Polecenie 1
Znajdź w rekordach wszystkie wiersze zawierające słowo „white” i przepisz je.

● ● ●

Oczywiście osobna część to listy rodzinne. Największą grupę stanowi tu korespondencja z pierwszą żoną Marią oraz z drugą Teresą, a także z siostrą Marią i córką Anielą. Wyłania się z niej obraz kochającego męża, który swą żonę traktował jako organizatorkę domowego życia, ale także przyjaciółkę, powiernicę.
Ze względu na częste podróże i dłuższe nieobecności w domu Wiłkomirski, zdawał żonie bardzo dokładne relacje, z miejsc w których przebywał, z podróży. Znajdziemy w listach bardzo obszerne opisy odwiedzanych miejsc, opisy osób, z którymi się spotykał, relacje z koncertów, z festiwali zagranicznych. Przywołać należy chociażby wyjazd polskiej ekipy artystycznej w marcu 1951 r. do Niemieckiej Republiki Demokratycznej. W skład tej ekipy wchodził m.in. Kazimierz Wiłkomirski jako wiolonczelista i dyrygent[3].

● ● ●

Polecenie 2
Na podstawie powyższego fragmentu o listach rodzinnych odpowiedz krótko na pytania, oznaczając odpowiedzi tymi samymi literami.
(a) Jak miała na imię druga żona?
(b) Dokąd wyjechała polska ekipa artystyczna w marcu 1951 r.?
(c) W jakich rolach Kazimierz Wiłkomirski wchodził w skład tej ekipy?

Zapisane rekordy
● ● ●

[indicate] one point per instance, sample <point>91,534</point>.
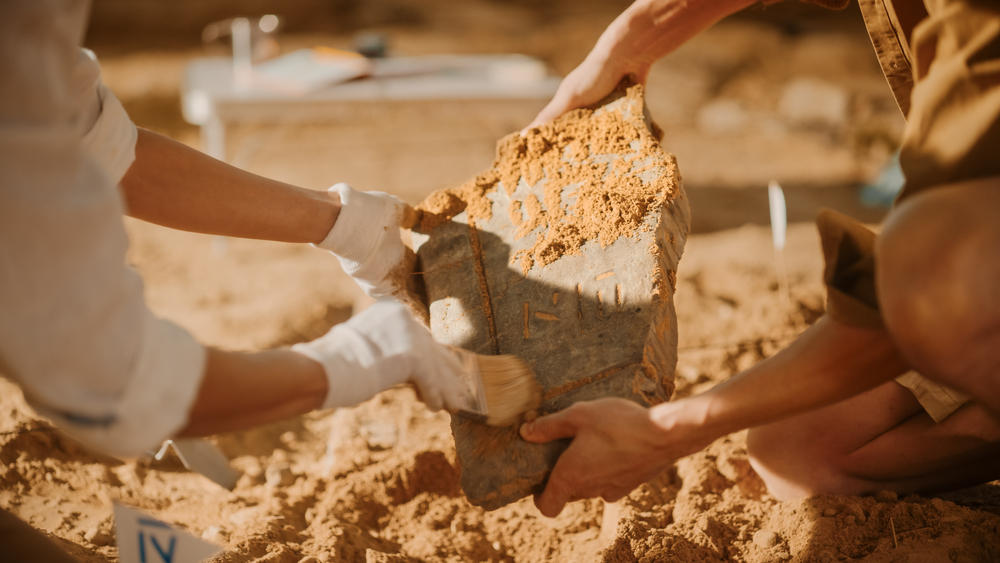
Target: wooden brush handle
<point>411,217</point>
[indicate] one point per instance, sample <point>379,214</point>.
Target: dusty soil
<point>379,482</point>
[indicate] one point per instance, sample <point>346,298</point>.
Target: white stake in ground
<point>144,539</point>
<point>779,226</point>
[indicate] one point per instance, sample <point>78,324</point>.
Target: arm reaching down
<point>644,32</point>
<point>175,186</point>
<point>377,349</point>
<point>830,362</point>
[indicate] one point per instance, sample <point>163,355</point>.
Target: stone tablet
<point>564,253</point>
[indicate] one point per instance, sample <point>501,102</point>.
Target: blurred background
<point>789,92</point>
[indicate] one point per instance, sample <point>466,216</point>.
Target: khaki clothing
<point>942,61</point>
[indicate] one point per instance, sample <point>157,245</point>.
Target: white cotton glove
<point>365,238</point>
<point>385,346</point>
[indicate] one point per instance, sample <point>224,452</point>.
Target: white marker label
<point>144,539</point>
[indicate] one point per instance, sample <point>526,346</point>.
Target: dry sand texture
<point>380,482</point>
<point>565,254</point>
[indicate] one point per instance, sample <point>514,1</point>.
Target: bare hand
<point>590,82</point>
<point>616,447</point>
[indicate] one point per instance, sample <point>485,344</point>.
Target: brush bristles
<point>510,388</point>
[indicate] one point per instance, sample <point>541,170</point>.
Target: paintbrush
<point>504,388</point>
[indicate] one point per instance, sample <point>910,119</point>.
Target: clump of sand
<point>596,154</point>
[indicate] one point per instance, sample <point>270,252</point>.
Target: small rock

● ● ●

Poprawny wynik 1
Target: white stake in ground
Target: white cotton glove
Target: white marker label

Poprawny wynik 2
(a) Teresa.
(b) Do Niemieckiej Republiki Demokratycznej.
(c) Jako wiolonczelista i dyrygent.